◆ TASK GOAL ◆
The output must be the line with "Please indicate the gold" and every following line to the end of the material, exactly as they appear, and nothing else.
================================
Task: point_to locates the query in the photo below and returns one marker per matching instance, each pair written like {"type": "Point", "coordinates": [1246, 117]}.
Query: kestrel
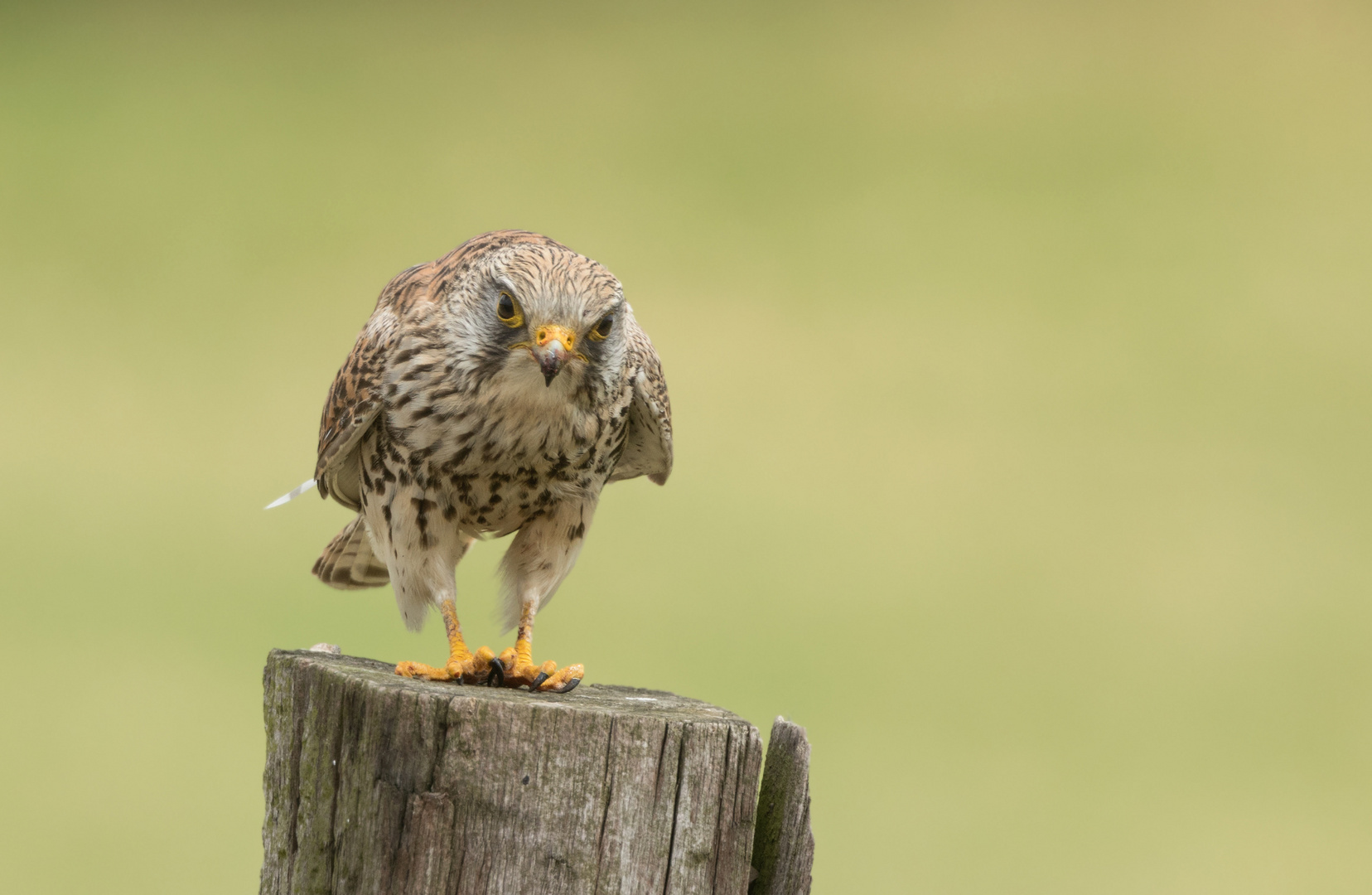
{"type": "Point", "coordinates": [493, 391]}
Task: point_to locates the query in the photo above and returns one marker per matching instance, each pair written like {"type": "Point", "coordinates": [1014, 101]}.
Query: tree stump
{"type": "Point", "coordinates": [382, 784]}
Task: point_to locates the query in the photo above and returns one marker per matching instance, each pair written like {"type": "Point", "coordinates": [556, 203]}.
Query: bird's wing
{"type": "Point", "coordinates": [353, 405]}
{"type": "Point", "coordinates": [648, 445]}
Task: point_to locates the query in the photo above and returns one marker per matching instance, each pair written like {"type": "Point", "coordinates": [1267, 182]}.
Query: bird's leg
{"type": "Point", "coordinates": [462, 666]}
{"type": "Point", "coordinates": [519, 666]}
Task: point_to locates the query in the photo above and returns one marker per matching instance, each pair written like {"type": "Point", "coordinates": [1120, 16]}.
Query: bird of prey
{"type": "Point", "coordinates": [493, 391]}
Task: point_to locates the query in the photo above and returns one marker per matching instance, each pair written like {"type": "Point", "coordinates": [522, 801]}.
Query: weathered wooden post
{"type": "Point", "coordinates": [376, 783]}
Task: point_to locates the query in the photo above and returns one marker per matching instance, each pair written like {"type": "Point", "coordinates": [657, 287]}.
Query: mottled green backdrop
{"type": "Point", "coordinates": [1020, 357]}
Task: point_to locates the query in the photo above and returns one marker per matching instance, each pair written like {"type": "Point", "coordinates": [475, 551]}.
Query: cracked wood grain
{"type": "Point", "coordinates": [383, 784]}
{"type": "Point", "coordinates": [784, 847]}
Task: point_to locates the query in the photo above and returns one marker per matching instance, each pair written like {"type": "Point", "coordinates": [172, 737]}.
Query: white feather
{"type": "Point", "coordinates": [291, 495]}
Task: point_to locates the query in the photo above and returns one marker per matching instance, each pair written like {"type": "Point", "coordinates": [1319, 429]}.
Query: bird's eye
{"type": "Point", "coordinates": [602, 328]}
{"type": "Point", "coordinates": [508, 312]}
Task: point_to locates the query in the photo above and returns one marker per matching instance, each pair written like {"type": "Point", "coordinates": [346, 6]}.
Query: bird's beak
{"type": "Point", "coordinates": [552, 345]}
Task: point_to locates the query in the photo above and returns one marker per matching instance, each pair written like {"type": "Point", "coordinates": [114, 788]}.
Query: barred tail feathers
{"type": "Point", "coordinates": [347, 563]}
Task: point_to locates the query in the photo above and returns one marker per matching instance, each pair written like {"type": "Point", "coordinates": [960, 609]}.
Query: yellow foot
{"type": "Point", "coordinates": [478, 667]}
{"type": "Point", "coordinates": [538, 679]}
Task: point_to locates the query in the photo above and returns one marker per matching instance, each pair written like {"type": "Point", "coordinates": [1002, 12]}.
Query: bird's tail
{"type": "Point", "coordinates": [347, 563]}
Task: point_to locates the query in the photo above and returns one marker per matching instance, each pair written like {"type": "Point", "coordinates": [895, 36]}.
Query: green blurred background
{"type": "Point", "coordinates": [1021, 382]}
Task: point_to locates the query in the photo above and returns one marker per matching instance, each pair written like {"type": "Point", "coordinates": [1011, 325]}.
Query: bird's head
{"type": "Point", "coordinates": [541, 316]}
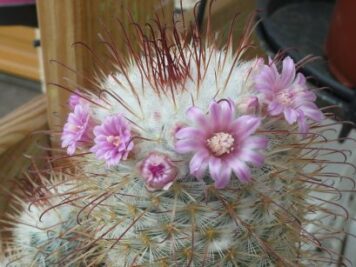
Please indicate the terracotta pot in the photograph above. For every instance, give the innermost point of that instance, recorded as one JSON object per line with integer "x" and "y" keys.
{"x": 341, "y": 42}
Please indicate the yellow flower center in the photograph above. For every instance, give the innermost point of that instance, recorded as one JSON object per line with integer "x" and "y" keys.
{"x": 221, "y": 143}
{"x": 285, "y": 97}
{"x": 115, "y": 140}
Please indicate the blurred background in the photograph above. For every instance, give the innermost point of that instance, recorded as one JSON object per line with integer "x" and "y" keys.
{"x": 32, "y": 33}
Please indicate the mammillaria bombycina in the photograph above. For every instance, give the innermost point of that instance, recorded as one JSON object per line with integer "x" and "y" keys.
{"x": 197, "y": 158}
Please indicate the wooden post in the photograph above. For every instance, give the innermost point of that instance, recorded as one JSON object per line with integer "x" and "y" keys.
{"x": 64, "y": 22}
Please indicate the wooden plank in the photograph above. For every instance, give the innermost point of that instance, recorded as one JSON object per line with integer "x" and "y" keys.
{"x": 17, "y": 54}
{"x": 20, "y": 123}
{"x": 64, "y": 22}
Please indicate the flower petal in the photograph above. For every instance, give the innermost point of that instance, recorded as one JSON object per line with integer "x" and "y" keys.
{"x": 186, "y": 146}
{"x": 246, "y": 125}
{"x": 189, "y": 132}
{"x": 274, "y": 108}
{"x": 290, "y": 115}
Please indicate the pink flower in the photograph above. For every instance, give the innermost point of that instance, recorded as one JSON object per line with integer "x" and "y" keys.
{"x": 158, "y": 171}
{"x": 221, "y": 143}
{"x": 78, "y": 129}
{"x": 113, "y": 140}
{"x": 287, "y": 93}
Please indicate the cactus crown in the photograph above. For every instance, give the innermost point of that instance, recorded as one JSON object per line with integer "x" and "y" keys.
{"x": 198, "y": 158}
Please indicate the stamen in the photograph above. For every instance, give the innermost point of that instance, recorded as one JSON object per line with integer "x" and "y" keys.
{"x": 115, "y": 140}
{"x": 221, "y": 143}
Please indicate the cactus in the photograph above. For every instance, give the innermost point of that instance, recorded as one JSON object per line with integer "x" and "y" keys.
{"x": 198, "y": 158}
{"x": 44, "y": 232}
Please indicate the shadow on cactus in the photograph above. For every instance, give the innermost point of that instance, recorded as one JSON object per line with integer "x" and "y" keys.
{"x": 187, "y": 155}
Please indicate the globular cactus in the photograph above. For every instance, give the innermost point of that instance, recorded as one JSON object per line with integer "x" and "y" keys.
{"x": 44, "y": 232}
{"x": 199, "y": 158}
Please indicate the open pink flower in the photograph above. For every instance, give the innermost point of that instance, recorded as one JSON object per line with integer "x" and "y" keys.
{"x": 113, "y": 140}
{"x": 221, "y": 143}
{"x": 78, "y": 129}
{"x": 286, "y": 93}
{"x": 158, "y": 171}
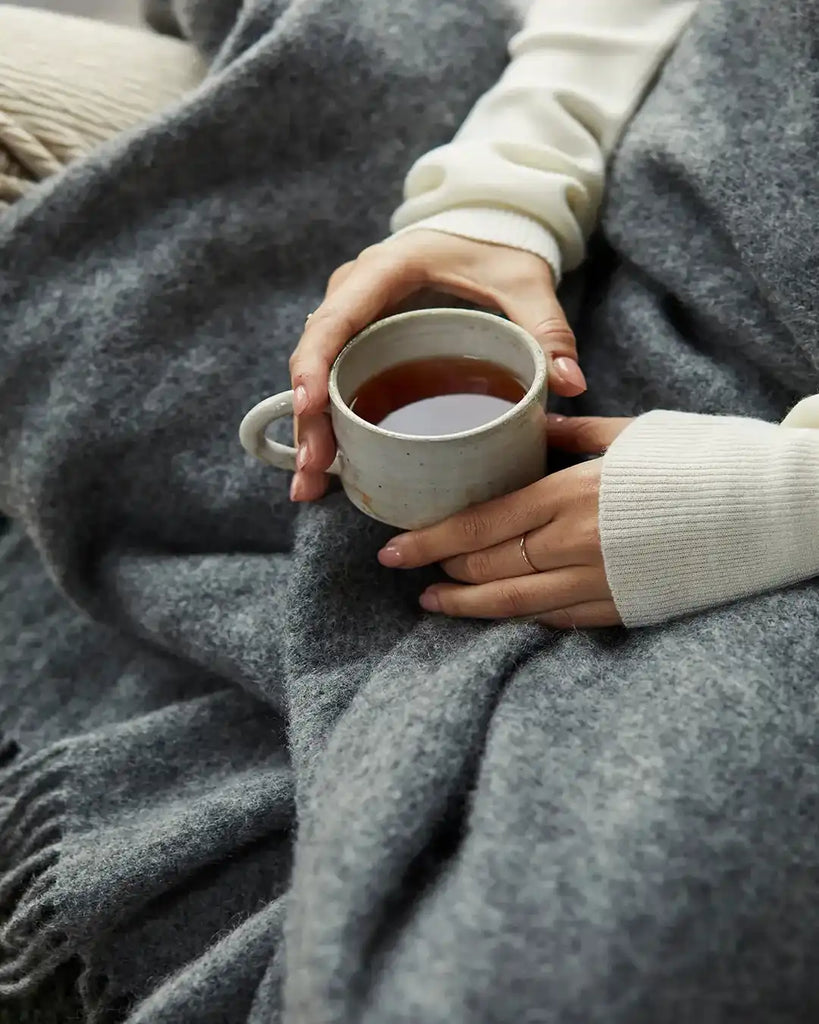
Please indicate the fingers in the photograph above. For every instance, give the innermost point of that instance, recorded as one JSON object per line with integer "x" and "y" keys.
{"x": 521, "y": 597}
{"x": 474, "y": 528}
{"x": 585, "y": 434}
{"x": 589, "y": 614}
{"x": 356, "y": 298}
{"x": 537, "y": 309}
{"x": 562, "y": 543}
{"x": 316, "y": 450}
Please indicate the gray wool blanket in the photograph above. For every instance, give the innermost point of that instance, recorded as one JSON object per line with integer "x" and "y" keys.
{"x": 245, "y": 779}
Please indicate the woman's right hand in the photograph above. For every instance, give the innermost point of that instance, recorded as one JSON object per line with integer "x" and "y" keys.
{"x": 517, "y": 283}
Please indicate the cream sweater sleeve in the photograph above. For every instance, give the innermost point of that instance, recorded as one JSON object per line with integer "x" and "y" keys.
{"x": 696, "y": 511}
{"x": 527, "y": 167}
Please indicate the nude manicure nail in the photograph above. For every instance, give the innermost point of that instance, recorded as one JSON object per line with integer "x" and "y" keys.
{"x": 569, "y": 372}
{"x": 300, "y": 399}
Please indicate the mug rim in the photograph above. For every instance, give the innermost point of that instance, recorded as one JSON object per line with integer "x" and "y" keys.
{"x": 541, "y": 371}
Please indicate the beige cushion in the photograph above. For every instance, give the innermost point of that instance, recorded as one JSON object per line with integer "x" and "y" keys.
{"x": 68, "y": 84}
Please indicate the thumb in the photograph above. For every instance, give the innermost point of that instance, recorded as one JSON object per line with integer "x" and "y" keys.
{"x": 542, "y": 314}
{"x": 585, "y": 434}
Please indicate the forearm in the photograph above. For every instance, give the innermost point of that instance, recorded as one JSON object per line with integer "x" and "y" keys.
{"x": 527, "y": 167}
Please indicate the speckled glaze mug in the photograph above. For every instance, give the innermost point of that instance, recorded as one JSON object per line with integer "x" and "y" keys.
{"x": 408, "y": 480}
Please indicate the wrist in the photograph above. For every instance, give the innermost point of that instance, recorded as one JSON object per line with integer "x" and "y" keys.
{"x": 498, "y": 226}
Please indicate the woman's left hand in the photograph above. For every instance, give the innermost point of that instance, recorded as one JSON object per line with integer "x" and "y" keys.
{"x": 561, "y": 581}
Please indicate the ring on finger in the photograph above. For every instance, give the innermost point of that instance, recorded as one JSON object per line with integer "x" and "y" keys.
{"x": 525, "y": 554}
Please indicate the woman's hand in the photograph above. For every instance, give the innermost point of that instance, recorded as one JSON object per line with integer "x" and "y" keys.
{"x": 563, "y": 584}
{"x": 517, "y": 283}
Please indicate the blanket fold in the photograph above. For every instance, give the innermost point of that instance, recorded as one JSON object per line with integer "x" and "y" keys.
{"x": 244, "y": 779}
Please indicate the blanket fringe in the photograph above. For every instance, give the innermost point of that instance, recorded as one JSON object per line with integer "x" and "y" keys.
{"x": 32, "y": 819}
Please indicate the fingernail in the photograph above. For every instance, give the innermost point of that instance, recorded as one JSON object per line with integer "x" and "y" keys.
{"x": 391, "y": 556}
{"x": 300, "y": 399}
{"x": 568, "y": 371}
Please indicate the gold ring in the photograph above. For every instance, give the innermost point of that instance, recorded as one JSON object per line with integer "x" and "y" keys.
{"x": 526, "y": 558}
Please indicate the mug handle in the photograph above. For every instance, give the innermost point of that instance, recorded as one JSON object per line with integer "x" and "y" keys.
{"x": 255, "y": 440}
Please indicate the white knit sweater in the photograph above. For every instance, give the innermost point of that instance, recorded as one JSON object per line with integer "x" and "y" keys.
{"x": 694, "y": 510}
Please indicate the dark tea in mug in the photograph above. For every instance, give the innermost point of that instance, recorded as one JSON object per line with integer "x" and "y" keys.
{"x": 438, "y": 395}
================================
◆ RESULT FOR THIS EXERCISE ◆
Please indicate the gold ring in the photograph above. For every instance, give the innermost point of that instance, recorded as one JSON object per line with integer "x" and "y" keys.
{"x": 526, "y": 558}
Please indicate the mug handle in the photograph above. For every instance, give the innermost point of that instance, recorded as one JSON object per line with integer "x" and "y" keys.
{"x": 255, "y": 440}
Please indicate the white knit sweater in the photograph above. For every instance, give the innermost point of that instance, recorded as one JSON object per line with integer "x" and "y" keys.
{"x": 694, "y": 510}
Please indicate the dark tea in mug in the photograph above. For every instance, give the innermost point of that instance, recorded as one JSON object per line with integer "x" and "y" keys.
{"x": 438, "y": 395}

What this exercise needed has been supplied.